ASSIGNMENT » Look through the data that follows and copy each line with the string "illuminated".
══ MATERIAL SUPPLIED ══
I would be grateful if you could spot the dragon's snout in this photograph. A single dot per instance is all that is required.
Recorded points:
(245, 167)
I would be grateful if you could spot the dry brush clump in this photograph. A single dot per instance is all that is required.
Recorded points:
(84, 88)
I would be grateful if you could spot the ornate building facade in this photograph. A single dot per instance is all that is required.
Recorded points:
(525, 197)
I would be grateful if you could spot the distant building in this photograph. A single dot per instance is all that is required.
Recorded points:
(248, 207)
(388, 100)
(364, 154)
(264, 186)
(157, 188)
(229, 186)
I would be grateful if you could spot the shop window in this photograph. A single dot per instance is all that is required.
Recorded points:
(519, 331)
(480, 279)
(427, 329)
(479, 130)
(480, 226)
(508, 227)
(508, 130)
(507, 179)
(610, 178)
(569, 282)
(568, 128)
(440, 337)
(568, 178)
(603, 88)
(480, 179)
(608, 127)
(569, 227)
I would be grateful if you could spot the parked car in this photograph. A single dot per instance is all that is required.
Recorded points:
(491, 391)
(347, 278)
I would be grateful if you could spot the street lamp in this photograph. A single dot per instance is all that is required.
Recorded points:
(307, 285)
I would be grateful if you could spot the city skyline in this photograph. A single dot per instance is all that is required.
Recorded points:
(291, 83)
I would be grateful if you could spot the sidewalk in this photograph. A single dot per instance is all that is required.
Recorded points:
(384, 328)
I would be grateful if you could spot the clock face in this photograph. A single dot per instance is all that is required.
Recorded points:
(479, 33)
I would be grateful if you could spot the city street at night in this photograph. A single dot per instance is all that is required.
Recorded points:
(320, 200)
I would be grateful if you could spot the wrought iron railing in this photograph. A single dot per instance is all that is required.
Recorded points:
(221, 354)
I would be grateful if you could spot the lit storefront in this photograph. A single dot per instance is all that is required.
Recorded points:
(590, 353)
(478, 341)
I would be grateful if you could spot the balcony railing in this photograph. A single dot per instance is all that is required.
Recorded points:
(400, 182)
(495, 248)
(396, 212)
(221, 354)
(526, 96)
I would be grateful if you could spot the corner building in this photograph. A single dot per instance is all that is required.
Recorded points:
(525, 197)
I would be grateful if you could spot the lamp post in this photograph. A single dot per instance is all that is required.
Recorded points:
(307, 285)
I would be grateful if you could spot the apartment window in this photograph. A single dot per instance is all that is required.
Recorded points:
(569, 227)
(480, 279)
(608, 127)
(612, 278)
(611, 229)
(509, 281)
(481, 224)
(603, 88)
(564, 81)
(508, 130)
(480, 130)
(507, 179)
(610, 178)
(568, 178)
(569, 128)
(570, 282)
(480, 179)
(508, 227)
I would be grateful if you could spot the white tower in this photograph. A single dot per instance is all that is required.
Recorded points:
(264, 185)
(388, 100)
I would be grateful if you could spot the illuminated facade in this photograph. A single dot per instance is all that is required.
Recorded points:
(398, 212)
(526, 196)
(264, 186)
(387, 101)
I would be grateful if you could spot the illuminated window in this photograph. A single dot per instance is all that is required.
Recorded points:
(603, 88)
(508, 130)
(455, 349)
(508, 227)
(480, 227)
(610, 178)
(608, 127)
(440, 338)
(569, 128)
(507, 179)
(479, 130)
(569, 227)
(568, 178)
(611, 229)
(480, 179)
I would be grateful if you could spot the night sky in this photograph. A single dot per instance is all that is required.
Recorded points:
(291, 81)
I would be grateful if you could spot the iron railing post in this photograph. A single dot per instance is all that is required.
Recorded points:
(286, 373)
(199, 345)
═══
TASK ANSWER »
I would be grateful if you could spot the illuminated facade in this photograph. A single dot per instance is all that is required.
I would be grateful if you could spot the illuminated window in this photograph. A single dot per instance is all that is required.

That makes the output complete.